▶ **WHAT TO DO**: Restate the rows below in the stretch from the line containing "The component shall return one point per instance of the robe" through the end of the rows, requests included. Shift every x and y coordinate in the answers by adding 97.

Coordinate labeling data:
-=-=-=-=-

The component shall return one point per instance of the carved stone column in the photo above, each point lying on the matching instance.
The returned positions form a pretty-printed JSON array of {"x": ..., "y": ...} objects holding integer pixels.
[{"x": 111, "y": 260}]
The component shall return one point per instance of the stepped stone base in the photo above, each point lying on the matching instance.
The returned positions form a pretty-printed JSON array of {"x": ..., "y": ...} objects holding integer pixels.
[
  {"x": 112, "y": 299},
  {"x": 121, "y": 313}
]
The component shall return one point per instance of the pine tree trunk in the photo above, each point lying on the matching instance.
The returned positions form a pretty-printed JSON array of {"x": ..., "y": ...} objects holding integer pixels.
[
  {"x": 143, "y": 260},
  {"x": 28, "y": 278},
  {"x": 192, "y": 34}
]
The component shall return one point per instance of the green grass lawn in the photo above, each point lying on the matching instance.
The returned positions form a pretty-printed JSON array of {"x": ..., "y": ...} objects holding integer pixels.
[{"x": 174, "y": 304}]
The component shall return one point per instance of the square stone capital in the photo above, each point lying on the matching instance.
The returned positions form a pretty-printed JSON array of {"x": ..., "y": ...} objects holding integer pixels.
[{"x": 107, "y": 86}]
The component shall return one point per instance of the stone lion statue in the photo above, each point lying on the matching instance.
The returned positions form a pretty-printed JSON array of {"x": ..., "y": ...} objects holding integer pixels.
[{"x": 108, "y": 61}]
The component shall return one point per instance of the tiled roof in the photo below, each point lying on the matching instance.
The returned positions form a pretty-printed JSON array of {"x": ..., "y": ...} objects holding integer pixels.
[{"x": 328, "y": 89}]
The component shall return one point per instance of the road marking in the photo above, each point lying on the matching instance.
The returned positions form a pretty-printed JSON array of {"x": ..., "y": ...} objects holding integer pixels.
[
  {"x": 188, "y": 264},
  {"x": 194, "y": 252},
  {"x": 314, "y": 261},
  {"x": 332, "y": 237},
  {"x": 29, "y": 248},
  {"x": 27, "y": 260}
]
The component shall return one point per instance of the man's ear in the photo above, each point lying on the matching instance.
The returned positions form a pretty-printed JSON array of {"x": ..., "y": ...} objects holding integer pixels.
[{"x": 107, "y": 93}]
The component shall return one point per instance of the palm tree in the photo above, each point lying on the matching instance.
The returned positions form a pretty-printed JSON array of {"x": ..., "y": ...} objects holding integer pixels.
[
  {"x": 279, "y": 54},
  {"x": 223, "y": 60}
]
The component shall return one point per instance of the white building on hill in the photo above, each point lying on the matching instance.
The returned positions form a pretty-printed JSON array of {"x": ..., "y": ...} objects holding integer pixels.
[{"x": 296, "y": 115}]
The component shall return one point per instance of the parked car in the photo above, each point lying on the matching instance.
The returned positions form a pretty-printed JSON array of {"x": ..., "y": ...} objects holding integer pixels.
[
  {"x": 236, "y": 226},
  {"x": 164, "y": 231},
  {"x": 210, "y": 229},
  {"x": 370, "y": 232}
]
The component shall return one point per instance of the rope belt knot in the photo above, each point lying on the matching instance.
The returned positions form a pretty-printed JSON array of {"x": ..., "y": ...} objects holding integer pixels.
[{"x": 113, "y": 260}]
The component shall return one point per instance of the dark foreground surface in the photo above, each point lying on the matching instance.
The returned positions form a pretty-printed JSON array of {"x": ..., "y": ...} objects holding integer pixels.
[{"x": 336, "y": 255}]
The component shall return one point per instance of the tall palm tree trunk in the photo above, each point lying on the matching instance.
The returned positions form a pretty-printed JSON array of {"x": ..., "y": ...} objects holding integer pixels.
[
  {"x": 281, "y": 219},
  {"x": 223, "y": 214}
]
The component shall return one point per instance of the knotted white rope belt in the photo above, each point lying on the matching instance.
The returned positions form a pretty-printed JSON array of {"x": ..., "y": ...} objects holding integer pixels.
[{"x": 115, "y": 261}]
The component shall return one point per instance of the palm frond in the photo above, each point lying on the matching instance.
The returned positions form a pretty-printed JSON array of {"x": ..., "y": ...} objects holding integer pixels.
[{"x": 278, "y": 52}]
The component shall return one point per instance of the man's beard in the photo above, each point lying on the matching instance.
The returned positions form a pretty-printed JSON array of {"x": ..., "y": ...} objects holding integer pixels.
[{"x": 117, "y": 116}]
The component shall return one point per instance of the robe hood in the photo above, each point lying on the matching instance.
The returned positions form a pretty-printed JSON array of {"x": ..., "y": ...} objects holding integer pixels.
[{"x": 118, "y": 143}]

-=-=-=-=-

▶ **COMPLETE RESPONSE**:
The component shall return one point per instance of the robe hood in the photo above, each point lying on the matching instance.
The returned positions form a pretty-printed JSON array of {"x": ..., "y": ...} objects holding integer pixels.
[{"x": 215, "y": 240}]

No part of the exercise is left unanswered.